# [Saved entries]
● ● ● ● ● ● ●

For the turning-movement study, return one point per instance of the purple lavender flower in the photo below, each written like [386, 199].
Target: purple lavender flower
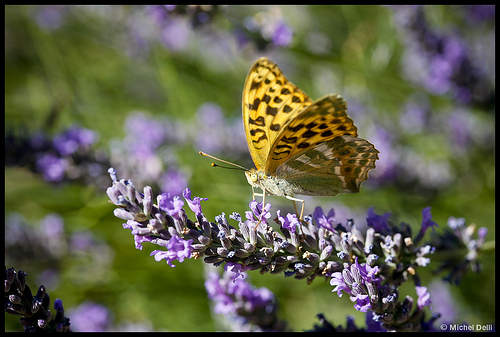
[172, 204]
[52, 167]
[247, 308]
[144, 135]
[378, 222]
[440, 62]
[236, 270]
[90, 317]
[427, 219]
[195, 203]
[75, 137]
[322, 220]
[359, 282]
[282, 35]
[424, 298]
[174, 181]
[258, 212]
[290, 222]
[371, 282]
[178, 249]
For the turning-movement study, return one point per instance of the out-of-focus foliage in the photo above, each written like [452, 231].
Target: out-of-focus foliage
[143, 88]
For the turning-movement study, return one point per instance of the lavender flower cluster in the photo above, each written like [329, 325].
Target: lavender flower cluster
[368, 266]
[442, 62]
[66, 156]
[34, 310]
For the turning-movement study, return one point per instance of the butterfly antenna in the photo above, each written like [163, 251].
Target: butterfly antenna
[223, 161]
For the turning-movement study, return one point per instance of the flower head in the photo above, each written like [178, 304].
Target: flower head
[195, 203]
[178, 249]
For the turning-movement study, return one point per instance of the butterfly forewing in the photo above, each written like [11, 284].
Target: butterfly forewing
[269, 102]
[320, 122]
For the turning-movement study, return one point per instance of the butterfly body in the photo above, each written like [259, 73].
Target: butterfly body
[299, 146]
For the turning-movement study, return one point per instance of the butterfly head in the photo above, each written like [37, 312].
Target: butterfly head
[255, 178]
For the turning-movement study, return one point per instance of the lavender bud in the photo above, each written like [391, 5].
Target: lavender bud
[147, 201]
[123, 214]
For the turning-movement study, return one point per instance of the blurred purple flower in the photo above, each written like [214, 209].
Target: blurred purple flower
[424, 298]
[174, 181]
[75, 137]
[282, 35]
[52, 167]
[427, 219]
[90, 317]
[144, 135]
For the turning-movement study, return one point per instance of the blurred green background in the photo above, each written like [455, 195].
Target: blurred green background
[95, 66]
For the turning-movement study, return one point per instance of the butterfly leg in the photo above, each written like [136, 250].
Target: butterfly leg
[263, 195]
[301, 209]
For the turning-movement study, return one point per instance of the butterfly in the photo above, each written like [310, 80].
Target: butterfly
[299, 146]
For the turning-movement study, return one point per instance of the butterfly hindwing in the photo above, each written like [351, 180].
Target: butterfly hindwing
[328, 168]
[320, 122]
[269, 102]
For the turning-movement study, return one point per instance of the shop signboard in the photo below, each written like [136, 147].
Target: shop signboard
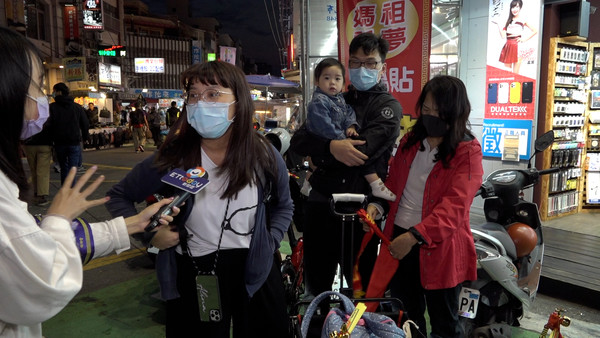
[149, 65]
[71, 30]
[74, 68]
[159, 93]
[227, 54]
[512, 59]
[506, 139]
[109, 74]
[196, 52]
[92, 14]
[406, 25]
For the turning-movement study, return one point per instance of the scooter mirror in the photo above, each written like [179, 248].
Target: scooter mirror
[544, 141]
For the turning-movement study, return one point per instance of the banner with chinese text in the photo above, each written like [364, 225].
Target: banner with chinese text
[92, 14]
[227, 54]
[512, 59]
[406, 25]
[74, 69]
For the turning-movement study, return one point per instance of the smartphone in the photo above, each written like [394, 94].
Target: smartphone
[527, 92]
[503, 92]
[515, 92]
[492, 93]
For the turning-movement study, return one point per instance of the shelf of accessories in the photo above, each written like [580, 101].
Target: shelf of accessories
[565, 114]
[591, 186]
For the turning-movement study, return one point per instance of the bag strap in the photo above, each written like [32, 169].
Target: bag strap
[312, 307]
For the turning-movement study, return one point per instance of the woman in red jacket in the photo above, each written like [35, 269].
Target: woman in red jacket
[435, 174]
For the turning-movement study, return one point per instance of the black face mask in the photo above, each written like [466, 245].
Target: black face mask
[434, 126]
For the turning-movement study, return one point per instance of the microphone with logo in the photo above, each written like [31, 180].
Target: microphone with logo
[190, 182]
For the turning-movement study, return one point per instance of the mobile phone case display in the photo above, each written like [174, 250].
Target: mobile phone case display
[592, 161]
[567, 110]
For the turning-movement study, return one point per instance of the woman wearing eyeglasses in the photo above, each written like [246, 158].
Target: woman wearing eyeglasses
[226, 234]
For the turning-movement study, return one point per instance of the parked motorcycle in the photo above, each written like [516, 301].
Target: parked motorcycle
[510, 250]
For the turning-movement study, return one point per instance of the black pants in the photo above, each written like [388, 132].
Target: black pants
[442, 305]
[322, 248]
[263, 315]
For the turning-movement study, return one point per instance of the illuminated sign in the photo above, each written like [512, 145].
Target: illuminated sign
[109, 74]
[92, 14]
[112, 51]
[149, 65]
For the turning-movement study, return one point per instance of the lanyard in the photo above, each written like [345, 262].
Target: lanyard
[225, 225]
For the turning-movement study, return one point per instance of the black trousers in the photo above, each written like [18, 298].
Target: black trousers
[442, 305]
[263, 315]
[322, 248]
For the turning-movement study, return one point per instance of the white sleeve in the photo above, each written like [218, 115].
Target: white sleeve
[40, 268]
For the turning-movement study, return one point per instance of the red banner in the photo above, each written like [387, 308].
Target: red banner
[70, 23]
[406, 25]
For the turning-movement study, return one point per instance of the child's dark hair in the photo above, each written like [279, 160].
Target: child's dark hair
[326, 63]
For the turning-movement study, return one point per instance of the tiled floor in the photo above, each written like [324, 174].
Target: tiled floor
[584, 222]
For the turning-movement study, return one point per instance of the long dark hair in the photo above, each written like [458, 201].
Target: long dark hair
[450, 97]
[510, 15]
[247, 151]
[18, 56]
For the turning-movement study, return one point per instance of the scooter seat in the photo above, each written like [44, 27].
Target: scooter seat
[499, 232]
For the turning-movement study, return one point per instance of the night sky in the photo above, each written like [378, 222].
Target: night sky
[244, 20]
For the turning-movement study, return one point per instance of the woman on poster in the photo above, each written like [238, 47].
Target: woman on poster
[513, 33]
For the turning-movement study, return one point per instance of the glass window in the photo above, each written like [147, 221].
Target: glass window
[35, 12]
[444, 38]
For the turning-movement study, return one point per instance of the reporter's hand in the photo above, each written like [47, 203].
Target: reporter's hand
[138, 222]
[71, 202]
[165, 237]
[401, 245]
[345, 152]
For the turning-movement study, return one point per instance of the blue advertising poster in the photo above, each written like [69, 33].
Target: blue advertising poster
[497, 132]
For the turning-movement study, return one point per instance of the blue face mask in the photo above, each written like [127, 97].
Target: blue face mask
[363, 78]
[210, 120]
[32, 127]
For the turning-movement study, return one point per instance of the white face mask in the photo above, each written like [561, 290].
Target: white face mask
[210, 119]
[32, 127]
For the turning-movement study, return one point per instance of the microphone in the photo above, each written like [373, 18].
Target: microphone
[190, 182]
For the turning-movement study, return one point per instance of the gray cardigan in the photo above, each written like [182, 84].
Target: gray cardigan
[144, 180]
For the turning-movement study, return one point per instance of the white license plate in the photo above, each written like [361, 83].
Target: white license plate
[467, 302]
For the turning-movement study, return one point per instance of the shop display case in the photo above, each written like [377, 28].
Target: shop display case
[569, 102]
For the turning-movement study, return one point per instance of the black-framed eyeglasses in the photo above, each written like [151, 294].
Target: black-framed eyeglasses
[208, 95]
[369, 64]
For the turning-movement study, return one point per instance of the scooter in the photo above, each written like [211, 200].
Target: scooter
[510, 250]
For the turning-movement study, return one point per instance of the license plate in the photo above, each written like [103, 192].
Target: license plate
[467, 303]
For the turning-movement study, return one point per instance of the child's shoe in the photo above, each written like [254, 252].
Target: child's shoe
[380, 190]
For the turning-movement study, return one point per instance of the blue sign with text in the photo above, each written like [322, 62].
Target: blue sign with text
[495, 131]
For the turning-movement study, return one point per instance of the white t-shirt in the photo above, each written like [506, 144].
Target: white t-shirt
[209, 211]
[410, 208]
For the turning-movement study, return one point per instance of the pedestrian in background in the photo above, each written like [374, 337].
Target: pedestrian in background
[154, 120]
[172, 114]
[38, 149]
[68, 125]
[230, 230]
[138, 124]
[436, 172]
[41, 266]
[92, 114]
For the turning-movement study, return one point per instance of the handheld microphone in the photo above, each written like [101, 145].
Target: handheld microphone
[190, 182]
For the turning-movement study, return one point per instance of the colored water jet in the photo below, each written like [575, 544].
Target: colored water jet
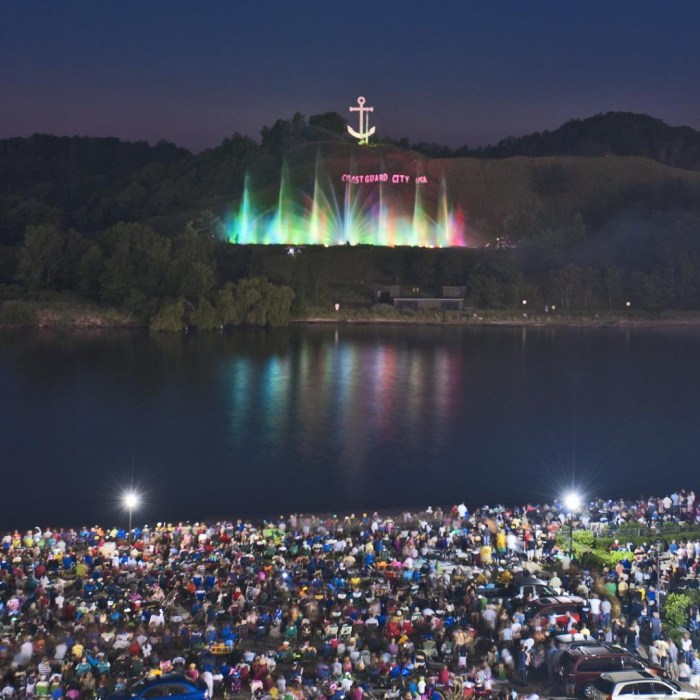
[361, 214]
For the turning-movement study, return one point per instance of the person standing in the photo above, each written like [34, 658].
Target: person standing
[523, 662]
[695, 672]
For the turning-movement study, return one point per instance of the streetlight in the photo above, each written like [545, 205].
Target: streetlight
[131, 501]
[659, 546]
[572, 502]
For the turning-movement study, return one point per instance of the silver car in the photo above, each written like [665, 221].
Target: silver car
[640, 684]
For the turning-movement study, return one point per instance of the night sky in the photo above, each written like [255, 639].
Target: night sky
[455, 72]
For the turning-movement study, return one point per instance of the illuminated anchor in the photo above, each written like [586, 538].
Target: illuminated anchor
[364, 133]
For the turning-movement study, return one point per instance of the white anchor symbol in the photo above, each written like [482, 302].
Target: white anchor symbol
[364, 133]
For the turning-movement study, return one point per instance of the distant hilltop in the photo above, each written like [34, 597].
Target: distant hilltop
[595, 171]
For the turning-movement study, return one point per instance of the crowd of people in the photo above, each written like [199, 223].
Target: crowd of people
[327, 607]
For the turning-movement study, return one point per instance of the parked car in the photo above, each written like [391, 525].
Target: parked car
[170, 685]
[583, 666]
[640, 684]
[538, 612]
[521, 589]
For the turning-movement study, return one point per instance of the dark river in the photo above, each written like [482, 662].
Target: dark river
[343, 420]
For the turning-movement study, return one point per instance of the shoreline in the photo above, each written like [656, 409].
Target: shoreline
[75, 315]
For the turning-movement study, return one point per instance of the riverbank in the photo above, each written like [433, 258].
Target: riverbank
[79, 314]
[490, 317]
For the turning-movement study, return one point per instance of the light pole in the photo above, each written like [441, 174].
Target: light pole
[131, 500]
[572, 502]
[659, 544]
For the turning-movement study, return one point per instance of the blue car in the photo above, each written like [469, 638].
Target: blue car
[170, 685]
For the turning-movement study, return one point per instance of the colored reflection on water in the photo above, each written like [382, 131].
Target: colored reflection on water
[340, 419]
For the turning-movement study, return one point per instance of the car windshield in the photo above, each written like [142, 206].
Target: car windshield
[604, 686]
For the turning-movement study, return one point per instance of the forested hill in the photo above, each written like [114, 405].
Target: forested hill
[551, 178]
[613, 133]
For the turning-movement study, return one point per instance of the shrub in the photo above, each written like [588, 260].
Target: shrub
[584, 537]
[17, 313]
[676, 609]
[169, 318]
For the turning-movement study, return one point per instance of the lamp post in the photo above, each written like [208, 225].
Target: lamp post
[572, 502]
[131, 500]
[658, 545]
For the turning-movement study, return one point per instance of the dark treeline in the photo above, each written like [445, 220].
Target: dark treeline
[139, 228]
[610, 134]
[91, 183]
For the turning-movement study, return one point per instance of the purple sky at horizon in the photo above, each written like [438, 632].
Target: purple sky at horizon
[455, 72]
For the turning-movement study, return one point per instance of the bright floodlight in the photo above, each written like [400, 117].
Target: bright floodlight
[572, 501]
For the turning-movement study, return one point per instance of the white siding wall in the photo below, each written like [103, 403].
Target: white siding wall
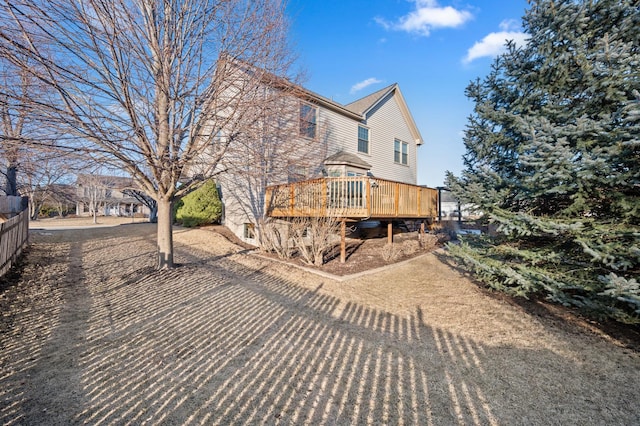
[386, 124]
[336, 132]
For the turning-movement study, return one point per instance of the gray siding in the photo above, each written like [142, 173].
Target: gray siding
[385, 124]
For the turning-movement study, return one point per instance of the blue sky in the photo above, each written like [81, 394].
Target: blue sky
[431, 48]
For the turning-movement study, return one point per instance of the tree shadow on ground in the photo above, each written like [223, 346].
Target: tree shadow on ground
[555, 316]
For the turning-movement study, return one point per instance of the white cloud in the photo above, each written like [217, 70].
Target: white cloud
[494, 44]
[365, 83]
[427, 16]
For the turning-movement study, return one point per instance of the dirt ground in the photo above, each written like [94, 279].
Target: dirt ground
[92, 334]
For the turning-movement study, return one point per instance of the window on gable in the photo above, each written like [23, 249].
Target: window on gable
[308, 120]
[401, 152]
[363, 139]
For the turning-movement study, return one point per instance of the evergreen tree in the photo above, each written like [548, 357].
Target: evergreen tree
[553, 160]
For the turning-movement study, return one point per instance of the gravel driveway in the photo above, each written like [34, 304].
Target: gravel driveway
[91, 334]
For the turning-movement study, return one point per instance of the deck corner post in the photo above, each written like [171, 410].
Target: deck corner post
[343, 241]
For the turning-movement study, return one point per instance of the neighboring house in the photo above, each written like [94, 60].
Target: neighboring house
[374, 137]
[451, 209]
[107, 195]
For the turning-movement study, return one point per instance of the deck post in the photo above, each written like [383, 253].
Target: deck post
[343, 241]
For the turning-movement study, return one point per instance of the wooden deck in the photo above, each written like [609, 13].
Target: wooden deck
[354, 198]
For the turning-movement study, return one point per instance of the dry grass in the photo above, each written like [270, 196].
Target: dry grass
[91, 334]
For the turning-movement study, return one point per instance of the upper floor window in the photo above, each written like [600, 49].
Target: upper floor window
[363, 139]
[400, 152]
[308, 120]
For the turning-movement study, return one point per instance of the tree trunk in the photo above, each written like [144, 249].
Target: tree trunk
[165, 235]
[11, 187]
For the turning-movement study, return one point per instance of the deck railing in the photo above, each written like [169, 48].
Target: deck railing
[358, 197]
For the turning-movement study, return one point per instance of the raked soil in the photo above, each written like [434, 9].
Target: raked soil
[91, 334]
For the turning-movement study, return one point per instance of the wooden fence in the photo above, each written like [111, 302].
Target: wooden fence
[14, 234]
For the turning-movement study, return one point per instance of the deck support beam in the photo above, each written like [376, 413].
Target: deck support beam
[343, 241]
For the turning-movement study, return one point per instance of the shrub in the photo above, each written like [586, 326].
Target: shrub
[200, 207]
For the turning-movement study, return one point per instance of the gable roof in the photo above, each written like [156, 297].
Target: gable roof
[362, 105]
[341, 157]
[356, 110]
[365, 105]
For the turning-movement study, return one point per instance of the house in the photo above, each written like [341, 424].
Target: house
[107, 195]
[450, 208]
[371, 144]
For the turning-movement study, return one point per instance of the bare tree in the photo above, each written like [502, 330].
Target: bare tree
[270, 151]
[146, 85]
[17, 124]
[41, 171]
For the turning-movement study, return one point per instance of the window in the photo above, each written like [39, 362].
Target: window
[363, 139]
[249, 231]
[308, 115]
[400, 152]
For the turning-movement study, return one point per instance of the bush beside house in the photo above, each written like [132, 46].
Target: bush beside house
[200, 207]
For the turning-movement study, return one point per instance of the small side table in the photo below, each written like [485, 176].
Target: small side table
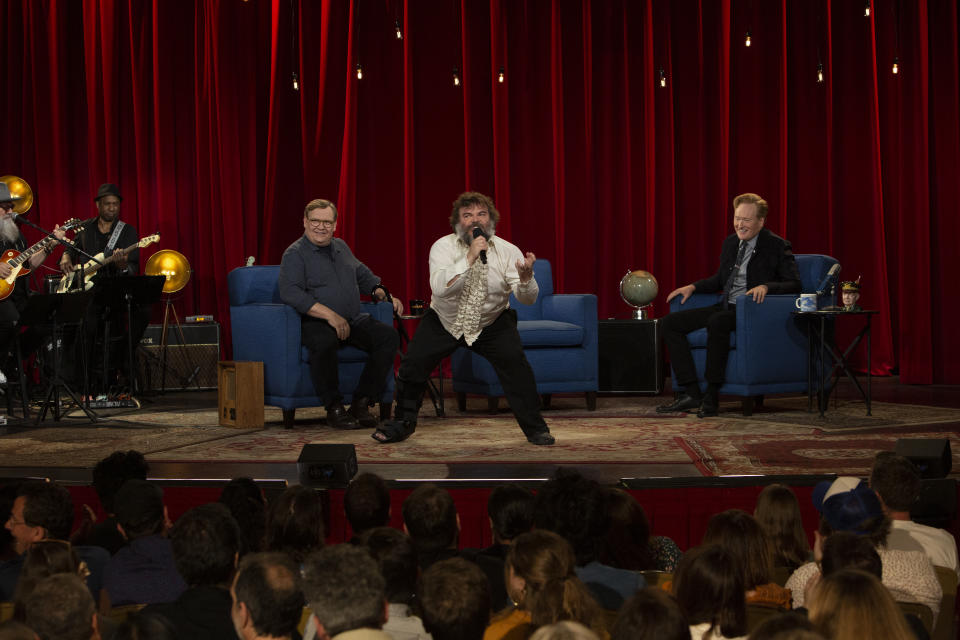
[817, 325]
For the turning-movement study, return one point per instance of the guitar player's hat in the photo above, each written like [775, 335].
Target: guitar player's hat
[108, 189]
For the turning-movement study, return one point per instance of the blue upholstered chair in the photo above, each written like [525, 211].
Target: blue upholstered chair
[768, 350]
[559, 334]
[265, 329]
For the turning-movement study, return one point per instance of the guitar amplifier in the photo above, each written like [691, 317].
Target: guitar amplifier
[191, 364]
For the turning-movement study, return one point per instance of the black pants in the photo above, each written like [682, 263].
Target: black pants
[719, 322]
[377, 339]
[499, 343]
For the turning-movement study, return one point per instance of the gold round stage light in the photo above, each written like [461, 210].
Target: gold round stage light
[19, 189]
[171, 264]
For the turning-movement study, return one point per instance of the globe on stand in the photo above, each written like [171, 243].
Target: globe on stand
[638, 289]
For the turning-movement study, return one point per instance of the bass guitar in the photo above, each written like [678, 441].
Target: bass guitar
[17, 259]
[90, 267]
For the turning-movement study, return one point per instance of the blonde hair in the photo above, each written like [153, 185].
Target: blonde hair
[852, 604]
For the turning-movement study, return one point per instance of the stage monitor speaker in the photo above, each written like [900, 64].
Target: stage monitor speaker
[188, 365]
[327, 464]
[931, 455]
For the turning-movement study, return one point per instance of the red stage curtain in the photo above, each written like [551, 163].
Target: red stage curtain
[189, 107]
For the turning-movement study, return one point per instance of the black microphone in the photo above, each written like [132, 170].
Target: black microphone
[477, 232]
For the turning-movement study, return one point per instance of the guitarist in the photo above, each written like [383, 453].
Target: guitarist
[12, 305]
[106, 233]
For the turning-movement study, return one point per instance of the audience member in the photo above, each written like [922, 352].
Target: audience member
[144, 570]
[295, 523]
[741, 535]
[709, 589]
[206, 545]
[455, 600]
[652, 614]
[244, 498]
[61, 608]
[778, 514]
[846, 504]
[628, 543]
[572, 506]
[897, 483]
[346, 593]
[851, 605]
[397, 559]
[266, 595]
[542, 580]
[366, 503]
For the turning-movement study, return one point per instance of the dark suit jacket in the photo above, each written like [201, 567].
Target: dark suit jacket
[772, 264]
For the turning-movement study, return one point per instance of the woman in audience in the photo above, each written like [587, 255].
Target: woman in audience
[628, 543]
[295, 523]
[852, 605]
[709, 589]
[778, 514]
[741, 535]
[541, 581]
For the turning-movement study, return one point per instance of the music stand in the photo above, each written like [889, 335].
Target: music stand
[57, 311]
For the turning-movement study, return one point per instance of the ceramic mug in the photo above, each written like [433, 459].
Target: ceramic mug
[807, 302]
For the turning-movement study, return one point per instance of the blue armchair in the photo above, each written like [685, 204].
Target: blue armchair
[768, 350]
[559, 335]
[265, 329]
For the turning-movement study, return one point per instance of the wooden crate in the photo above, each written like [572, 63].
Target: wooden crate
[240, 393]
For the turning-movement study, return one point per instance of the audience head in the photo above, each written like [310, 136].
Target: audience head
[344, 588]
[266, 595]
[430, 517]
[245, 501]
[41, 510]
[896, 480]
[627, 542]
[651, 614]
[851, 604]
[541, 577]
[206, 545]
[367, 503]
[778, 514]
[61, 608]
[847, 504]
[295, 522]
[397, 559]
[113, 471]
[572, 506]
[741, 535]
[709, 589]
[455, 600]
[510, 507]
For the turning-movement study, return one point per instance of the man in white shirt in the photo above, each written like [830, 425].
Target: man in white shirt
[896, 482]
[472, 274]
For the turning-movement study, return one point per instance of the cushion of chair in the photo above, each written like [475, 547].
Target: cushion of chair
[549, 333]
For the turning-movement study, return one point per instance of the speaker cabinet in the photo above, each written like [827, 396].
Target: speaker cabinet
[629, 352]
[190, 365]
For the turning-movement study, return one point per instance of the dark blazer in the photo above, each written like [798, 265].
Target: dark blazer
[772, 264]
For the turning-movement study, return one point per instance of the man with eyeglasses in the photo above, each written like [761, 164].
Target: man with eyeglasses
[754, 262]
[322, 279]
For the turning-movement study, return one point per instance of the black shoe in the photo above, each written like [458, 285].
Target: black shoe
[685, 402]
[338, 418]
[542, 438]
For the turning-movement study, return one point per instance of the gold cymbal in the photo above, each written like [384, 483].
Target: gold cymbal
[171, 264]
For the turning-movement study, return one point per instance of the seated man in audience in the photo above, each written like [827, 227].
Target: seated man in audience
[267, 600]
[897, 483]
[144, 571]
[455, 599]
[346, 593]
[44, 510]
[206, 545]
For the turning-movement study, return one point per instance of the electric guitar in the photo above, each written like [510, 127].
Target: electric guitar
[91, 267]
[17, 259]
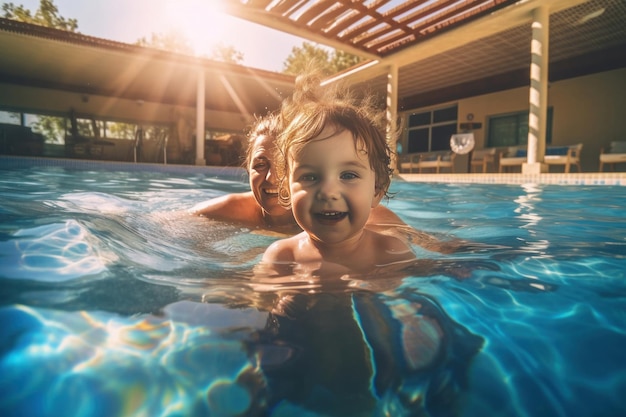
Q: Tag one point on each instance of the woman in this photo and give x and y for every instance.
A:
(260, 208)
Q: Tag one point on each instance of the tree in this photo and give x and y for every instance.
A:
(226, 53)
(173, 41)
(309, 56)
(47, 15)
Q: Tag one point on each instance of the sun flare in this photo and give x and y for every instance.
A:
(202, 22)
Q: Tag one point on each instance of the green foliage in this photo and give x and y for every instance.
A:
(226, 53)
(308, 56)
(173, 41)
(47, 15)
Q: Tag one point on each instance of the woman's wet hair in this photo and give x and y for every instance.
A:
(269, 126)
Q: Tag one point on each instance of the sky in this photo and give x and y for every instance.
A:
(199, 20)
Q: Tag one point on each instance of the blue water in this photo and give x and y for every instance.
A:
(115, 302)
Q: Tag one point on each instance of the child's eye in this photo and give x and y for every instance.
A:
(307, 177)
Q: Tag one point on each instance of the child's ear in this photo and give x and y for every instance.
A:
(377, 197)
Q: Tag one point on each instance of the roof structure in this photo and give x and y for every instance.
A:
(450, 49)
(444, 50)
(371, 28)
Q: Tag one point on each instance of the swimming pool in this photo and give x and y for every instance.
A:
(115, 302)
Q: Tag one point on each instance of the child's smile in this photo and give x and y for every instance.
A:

● ● ● ● ● ● ●

# [PROMPT]
Only the lines from where the data begins to the line with "like [178, 304].", both of them included, should be reproduced word for word; no pictures.

# [OUTPUT OF THE EXERCISE]
For the turning-movement study, return one point per instance of the purple lavender flower in the photo below, each written like [386, 199].
Target: purple lavender flower
[172, 204]
[52, 167]
[247, 308]
[144, 135]
[378, 222]
[440, 62]
[236, 270]
[90, 317]
[427, 219]
[195, 203]
[75, 137]
[322, 220]
[359, 282]
[282, 35]
[424, 298]
[174, 181]
[258, 212]
[290, 222]
[371, 282]
[178, 249]
For the turning-movement study, return one point per instance of the out-of-focus foliage in the photo above, each written like [452, 231].
Target: out-of-focus foliage
[143, 88]
For the turning-movement study, return one point per instance of the lavender flower cluster in the photo above, each written like [329, 325].
Target: lavender flower cluster
[368, 266]
[442, 62]
[66, 156]
[34, 310]
For the turning-movement study, return one point per instance of the butterfly antenna in the photo above, each written like [163, 251].
Target: butterfly antenna
[223, 161]
For the turning-movement study, return one point per instance of the flower head in the photo above, each written like [178, 304].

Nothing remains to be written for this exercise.